** Start of Input for this task **

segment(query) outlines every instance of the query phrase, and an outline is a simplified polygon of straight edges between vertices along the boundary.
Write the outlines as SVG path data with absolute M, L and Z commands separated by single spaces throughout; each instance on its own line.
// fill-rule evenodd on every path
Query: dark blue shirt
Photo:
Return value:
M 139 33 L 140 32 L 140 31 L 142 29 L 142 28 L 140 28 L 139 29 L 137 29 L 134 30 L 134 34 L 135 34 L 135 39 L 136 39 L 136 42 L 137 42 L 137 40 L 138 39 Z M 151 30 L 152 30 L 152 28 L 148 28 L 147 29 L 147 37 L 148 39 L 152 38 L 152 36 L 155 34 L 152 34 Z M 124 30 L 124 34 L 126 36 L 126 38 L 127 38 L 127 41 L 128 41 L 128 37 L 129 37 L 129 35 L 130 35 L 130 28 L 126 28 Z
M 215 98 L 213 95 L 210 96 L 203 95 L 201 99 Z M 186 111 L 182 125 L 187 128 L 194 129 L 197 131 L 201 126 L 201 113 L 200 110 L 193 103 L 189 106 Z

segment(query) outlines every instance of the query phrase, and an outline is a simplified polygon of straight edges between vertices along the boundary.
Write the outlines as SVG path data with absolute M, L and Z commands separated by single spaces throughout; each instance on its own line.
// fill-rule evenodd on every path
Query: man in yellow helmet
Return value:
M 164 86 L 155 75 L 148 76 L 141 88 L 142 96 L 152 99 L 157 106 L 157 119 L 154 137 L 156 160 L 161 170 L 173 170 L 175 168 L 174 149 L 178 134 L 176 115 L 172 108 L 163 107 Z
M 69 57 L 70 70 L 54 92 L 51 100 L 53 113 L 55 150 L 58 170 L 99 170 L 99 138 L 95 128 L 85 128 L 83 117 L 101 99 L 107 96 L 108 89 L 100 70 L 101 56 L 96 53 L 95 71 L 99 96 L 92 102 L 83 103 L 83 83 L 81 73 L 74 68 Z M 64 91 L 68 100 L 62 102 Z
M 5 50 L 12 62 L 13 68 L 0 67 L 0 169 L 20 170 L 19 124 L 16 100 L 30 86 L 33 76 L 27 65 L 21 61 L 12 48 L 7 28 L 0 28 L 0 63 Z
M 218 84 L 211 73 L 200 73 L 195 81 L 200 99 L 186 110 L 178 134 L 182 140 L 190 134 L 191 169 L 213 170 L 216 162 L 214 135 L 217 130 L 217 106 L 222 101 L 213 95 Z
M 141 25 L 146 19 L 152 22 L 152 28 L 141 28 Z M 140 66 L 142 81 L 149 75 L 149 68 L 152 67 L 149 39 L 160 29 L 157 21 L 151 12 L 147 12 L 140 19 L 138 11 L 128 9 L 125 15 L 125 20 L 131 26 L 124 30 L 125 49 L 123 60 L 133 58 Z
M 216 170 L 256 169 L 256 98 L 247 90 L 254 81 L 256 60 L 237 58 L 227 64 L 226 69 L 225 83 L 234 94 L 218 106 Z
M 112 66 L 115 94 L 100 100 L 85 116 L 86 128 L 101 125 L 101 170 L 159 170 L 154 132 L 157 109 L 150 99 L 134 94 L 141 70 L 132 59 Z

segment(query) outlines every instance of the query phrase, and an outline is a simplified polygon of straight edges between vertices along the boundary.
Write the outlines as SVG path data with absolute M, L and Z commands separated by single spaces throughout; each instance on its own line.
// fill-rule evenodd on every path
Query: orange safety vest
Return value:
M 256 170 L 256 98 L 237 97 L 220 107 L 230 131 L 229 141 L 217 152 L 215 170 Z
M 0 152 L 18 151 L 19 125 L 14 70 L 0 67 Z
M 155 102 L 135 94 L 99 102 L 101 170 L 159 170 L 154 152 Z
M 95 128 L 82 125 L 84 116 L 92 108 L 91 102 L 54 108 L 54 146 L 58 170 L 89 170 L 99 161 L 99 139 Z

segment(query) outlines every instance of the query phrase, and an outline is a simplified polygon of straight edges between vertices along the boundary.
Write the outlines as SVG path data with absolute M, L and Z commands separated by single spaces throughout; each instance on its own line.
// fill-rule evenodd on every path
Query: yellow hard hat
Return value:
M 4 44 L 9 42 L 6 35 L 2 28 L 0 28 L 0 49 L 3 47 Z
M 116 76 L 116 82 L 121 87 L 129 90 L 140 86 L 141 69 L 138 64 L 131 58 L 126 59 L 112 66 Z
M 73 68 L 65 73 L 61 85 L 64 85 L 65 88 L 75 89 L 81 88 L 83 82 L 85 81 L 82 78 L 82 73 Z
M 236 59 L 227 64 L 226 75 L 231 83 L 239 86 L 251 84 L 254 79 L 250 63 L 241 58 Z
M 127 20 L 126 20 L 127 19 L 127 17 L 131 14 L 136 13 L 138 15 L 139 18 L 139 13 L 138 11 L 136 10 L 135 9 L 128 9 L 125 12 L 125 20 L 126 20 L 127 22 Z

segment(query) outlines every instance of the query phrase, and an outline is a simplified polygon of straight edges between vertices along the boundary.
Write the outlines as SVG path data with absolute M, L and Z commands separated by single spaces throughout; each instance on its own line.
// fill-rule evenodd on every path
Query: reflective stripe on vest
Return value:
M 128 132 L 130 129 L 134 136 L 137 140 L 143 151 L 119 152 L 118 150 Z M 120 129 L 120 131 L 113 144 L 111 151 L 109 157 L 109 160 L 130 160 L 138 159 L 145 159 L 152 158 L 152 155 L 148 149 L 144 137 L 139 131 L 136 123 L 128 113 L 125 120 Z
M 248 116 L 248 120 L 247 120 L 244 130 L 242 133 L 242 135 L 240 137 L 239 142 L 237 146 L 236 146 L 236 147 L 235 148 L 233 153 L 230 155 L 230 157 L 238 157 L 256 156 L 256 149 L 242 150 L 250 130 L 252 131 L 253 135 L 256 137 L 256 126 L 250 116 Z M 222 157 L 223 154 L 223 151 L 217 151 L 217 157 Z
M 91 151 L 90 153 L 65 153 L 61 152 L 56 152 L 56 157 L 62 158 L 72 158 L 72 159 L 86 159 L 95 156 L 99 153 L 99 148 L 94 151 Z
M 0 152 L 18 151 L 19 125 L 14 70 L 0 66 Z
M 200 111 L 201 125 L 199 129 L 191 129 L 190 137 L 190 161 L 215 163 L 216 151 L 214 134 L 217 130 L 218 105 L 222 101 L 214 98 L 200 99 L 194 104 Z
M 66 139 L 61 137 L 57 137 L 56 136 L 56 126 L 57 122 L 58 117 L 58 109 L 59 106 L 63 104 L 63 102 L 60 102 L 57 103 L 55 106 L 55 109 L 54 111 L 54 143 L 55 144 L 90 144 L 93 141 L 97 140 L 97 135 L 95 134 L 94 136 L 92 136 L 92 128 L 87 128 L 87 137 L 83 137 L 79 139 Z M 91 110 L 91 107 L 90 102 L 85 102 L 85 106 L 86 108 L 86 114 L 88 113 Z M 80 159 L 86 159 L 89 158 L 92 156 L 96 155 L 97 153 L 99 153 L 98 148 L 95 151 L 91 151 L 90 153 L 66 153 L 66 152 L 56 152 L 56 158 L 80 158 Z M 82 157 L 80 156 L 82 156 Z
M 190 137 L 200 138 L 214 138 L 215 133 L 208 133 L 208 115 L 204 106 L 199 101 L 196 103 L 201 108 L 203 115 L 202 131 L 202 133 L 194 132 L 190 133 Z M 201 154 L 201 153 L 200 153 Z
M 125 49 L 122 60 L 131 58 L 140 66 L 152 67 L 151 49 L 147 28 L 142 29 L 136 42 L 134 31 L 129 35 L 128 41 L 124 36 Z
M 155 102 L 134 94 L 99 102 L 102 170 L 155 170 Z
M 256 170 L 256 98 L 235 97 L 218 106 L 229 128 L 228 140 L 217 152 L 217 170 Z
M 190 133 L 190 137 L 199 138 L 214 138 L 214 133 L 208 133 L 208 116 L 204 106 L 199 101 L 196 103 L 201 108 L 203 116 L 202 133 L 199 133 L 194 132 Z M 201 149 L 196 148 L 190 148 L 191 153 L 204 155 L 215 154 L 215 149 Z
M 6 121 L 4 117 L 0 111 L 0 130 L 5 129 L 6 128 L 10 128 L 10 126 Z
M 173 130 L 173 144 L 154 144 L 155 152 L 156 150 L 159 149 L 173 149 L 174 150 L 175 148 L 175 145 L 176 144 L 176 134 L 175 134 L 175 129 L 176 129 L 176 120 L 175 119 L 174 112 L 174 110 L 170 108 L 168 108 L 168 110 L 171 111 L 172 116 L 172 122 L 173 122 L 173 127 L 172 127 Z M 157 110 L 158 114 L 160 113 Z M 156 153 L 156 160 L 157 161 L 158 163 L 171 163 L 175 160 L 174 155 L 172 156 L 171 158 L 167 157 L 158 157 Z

** End of Input for this task **
** Start of Input for this task **

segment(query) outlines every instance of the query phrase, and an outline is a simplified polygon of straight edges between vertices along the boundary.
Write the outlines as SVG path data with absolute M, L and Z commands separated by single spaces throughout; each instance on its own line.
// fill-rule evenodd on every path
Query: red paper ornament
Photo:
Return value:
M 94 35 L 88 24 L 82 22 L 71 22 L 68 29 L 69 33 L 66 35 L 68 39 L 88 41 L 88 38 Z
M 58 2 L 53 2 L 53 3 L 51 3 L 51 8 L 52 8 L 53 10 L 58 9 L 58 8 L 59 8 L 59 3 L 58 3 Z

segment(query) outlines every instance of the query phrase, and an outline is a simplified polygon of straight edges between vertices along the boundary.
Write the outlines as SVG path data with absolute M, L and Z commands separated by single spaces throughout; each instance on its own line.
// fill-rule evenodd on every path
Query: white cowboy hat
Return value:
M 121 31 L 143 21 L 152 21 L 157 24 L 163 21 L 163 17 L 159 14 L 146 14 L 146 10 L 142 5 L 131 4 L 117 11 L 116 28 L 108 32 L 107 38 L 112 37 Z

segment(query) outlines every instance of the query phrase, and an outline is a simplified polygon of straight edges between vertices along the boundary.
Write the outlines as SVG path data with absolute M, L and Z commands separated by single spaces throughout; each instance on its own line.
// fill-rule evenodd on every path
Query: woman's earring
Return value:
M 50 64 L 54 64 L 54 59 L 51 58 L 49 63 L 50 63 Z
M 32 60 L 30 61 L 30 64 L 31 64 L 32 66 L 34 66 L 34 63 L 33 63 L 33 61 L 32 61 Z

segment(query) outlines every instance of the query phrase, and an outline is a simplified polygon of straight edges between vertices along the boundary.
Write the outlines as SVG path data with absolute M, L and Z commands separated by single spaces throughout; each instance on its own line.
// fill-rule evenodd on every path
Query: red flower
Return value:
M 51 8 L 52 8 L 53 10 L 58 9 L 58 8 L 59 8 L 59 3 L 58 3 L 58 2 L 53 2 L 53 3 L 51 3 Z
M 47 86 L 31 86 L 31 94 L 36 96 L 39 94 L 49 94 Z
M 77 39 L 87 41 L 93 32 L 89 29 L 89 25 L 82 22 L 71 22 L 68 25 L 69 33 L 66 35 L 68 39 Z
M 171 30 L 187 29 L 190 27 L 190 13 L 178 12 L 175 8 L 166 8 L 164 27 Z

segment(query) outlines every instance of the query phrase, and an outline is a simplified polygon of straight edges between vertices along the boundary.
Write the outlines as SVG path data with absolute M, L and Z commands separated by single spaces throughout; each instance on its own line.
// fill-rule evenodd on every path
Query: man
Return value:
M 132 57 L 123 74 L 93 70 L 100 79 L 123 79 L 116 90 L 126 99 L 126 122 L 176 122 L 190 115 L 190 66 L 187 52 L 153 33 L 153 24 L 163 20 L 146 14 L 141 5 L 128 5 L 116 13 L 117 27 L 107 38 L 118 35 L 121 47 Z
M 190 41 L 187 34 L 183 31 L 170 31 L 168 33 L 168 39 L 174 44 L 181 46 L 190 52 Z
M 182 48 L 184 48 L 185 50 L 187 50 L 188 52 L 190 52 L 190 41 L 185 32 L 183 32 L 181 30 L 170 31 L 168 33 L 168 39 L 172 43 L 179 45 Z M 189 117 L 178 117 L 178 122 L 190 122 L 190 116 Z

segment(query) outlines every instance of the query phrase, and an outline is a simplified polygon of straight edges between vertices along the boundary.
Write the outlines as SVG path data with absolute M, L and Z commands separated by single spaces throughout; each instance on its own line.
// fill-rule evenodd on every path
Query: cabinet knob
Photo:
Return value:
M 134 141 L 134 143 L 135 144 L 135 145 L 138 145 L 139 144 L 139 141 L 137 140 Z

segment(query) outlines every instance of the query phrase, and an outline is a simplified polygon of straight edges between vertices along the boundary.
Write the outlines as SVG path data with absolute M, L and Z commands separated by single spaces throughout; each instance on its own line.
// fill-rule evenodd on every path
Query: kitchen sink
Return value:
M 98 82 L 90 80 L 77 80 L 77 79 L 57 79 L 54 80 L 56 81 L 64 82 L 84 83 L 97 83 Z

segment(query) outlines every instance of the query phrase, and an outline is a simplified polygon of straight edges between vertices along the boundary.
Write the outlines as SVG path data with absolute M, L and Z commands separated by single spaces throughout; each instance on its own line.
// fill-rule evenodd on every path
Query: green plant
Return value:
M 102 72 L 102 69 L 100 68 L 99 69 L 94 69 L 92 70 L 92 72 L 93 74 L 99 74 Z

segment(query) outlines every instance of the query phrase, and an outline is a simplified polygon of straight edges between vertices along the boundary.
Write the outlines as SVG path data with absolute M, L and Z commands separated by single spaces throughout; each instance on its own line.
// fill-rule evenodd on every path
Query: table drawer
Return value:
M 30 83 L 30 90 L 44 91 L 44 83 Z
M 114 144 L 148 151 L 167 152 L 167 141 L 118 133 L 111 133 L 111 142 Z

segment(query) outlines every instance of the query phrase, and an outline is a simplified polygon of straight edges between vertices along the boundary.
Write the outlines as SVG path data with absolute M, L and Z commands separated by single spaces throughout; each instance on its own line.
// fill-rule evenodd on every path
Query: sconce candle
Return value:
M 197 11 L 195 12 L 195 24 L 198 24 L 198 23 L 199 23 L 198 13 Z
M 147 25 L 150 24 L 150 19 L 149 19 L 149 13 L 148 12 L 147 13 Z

** End of Input for this task **
** Start of Input for this task **

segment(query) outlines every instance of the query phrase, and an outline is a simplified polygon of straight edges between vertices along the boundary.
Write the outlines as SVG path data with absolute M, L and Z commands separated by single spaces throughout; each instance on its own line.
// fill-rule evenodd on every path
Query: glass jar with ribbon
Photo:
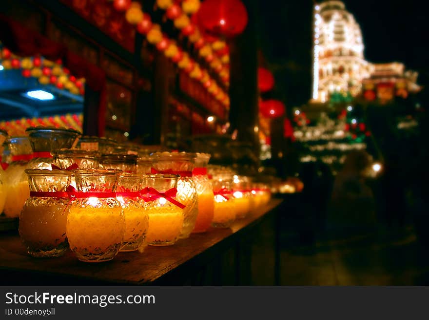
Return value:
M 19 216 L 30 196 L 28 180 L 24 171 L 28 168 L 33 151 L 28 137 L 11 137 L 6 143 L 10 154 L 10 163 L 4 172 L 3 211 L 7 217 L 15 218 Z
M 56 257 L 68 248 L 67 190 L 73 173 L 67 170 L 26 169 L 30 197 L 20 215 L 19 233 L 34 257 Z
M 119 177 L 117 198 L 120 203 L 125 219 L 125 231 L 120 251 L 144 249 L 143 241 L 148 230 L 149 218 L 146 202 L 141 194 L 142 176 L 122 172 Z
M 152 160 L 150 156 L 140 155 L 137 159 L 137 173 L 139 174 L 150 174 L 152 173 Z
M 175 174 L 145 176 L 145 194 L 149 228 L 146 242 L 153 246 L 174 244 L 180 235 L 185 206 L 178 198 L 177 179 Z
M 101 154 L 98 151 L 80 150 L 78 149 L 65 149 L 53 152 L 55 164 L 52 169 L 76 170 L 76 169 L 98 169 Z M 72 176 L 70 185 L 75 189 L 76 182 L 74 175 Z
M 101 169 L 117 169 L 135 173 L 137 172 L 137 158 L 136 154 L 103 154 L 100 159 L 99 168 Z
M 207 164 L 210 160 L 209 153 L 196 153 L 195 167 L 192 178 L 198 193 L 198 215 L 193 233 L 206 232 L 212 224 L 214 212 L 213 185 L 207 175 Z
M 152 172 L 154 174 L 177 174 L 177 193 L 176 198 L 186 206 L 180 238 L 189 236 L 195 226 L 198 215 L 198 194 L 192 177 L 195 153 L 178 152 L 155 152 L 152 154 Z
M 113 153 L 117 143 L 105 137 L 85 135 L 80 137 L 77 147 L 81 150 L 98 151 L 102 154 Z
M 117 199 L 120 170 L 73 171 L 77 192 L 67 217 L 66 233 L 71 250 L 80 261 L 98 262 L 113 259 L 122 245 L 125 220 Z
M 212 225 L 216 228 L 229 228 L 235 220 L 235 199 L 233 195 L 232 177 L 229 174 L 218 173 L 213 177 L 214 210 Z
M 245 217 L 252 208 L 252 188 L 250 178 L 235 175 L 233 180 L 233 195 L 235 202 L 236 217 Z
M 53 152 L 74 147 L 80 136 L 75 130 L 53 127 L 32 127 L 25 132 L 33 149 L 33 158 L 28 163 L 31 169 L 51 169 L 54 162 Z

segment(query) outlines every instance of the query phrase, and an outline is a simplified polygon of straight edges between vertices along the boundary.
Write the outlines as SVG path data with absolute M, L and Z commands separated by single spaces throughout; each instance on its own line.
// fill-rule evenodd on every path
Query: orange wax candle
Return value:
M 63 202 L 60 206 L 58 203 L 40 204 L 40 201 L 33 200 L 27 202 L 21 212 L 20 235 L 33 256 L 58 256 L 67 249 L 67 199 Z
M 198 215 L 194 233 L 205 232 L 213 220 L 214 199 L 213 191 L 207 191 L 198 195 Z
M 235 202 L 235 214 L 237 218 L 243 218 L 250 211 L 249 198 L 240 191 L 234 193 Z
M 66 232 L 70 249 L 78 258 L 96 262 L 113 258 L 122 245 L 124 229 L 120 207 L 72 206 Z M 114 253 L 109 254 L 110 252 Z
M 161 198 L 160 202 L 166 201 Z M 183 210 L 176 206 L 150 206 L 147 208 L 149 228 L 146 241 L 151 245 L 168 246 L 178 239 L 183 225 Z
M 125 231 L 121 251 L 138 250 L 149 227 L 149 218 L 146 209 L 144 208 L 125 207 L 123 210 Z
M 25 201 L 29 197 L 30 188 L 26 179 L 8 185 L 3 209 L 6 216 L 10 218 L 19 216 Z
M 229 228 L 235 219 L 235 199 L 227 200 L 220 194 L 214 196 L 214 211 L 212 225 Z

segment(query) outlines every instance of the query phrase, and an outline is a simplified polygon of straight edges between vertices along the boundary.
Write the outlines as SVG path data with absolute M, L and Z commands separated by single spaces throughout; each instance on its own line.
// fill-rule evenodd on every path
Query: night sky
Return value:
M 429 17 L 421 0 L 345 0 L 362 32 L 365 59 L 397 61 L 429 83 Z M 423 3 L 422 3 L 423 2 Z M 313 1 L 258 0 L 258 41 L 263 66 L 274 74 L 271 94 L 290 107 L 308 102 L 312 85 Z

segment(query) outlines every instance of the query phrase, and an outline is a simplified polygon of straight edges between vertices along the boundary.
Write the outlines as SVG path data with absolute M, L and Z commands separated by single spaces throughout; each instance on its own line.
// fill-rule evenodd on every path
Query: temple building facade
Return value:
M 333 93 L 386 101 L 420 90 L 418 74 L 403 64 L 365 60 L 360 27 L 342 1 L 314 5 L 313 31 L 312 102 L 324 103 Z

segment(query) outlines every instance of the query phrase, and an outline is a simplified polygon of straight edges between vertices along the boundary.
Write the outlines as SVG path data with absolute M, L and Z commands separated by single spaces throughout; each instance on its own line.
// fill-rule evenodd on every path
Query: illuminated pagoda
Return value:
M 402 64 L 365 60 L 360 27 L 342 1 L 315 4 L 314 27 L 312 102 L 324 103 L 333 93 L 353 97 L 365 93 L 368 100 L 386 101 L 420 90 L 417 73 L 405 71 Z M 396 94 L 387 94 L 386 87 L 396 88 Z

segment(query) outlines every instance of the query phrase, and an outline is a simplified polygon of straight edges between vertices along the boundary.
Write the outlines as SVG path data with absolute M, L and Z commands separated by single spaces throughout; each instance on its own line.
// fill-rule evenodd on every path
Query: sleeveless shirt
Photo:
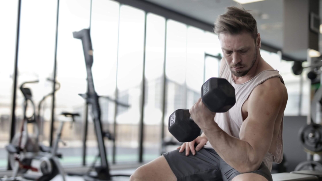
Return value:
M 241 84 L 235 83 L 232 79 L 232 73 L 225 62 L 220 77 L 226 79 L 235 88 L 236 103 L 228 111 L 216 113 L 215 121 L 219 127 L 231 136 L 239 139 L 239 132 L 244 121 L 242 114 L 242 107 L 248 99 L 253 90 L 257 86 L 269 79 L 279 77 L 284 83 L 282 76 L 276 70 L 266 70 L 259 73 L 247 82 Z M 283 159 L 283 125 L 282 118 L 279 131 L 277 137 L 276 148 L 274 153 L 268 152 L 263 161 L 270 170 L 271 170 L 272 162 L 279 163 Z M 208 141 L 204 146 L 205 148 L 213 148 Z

** End of Input for this task **

Short problem: Find each line in the records above that contains the word "orange", and copy every such line in full.

Result of the exercise:
Query: orange safety vest
Query: orange wax candle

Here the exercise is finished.